Excerpted text:

»»

We can also use the `csv` module to write data out to a CSV file. In the example below, we will write out the data which we collected above, row by row:

In [7]:
# Write data to CSV file using modern file handling
try:
    with open("output.csv", "w", encoding='utf-8', newline='') as fout:
        # Specify the ordered list of fields in our file
        fields = ["Player", "Club", "Total Goals", "Home Goals", "Away Goals"]
        writer = csv.DictWriter(fout, fieldnames=fields)
        # Write the header row
        writer.writeheader()
        # Write each row of data
        for row in rows:
            writer.writerow(row)
            
    print(f"Successfully wrote {len(rows)} rows to output.csv")    
except IOError as e:
    print(f"File Error: Could not write to output.csv - {e}")
except csv.Error as e:
    print(f"CSV Error: Could not write CSV data - {e}")
except Exception as e:
    print(f"Unexpected error: {e}")

Successfully wrote 30 rows to output.csv


## Working with JSON

[JSON](http://json.org/) is a lightweight format which is becoming increasingly popular for online data exchanged. Based originally on the JavaScript language and (relatively) easy for humans to read and write

The built-in module *json* provides an easy way to encode and decode data in JSON in Python.

In [11]:
import json

Let's try downloading and parsing a simple JSON file which contains information about a number of books, originally from librarything.com:

In [12]:
url = "http://mlg.ucd.ie/modules/python/books.json"

try:
    response = urllib.request.urlopen(url)
    raw_json = response.read().decode("utf-8")
    print("Successfully downloaded JSON data")
except urllib.error.HTTPError as e:
    print(f"HTTP Error {e.code}: Could not download JSON file")
except urllib.error.URLError as e:
    print(f"Network Error: {e.reason}")
except Exception as e:
    print(f"Unexpected error: {e}")
    raw_json = None

Successfully downloaded JSON data


In [14]:
print(raw_json)

[{
	"book_id": "13585350",
	"title": "The World Treasury of Science Fiction",
	"ISBN": "0316349410",
	"year": 1989,
	"rating": 3,
	"language": "eng"
}, {
	"book_id": "124205572",
	"title": "The War of the Worlds",
	"ISBN": "1936594056",
	"year": 2013,
	"rating": 4,
	"language": "eng"
}, {
	"book_id": "127360065",
	"title": "Under the Dome: A Novel",
	"ISBN": "1439149038",
	"year": 2013,
	"rating": 2,
	"language": "eng"
}, {
	"book_id": "13908800",
	"title": "The Ultimate Hitchhiker's Guide to the Galaxy",
	"ISBN": "0345453743",
	"year": 2002,
	"rating": 5,
	"language": "eng"
}, {
	"book_id": "123734934",
	"title": "The Time Traveler's Wife",
	"ISBN": "1476764832",
	"year": 2014,
	"rating": 5,
	"language": "eng"

««

Information provided:
»»

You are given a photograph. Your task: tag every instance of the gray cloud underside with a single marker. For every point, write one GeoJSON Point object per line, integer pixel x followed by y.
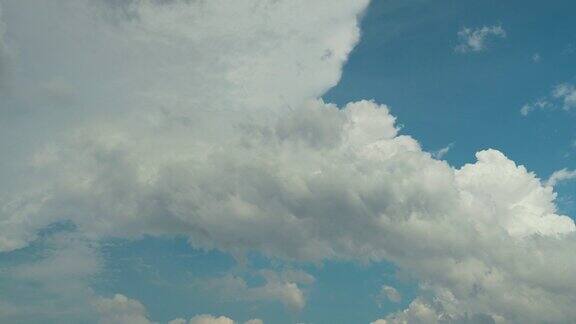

««

Exercise brief: Pick up the Python file-handling tutorial right after its last line and keep writing it. The material has nothing to do with the Python file-handling tutorial.

Response to the exercise:
}, {
	"book_id": "13603020",
	"title": "Salem's Lot",
	"ISBN": "0451098277",
	"year": 1976,
	"rating": 3,
	"language": "eng"
}, {
	"book_id": "124173974",
	"title": "Republic",
	"ISBN": "039395501X",
	"year": 1985,
	"rating": 3,
	"language": "eng"
}, {
	"book_id": "123102859",
	

We can now parse the JSON, converting it from a string into a useful Python data structure, by using the `json.loads()`function

In [15]:
try:
    data = json.loads(raw_json)
    print("Successfully parsed JSON data")
    for book in data:
        print(book)
except json.JSONDecodeError as e:
    print(f"JSON Error: Invalid JSON format - {e}")
except Exception as e:
    print(f"Unexpected error parsing JSON: {e}")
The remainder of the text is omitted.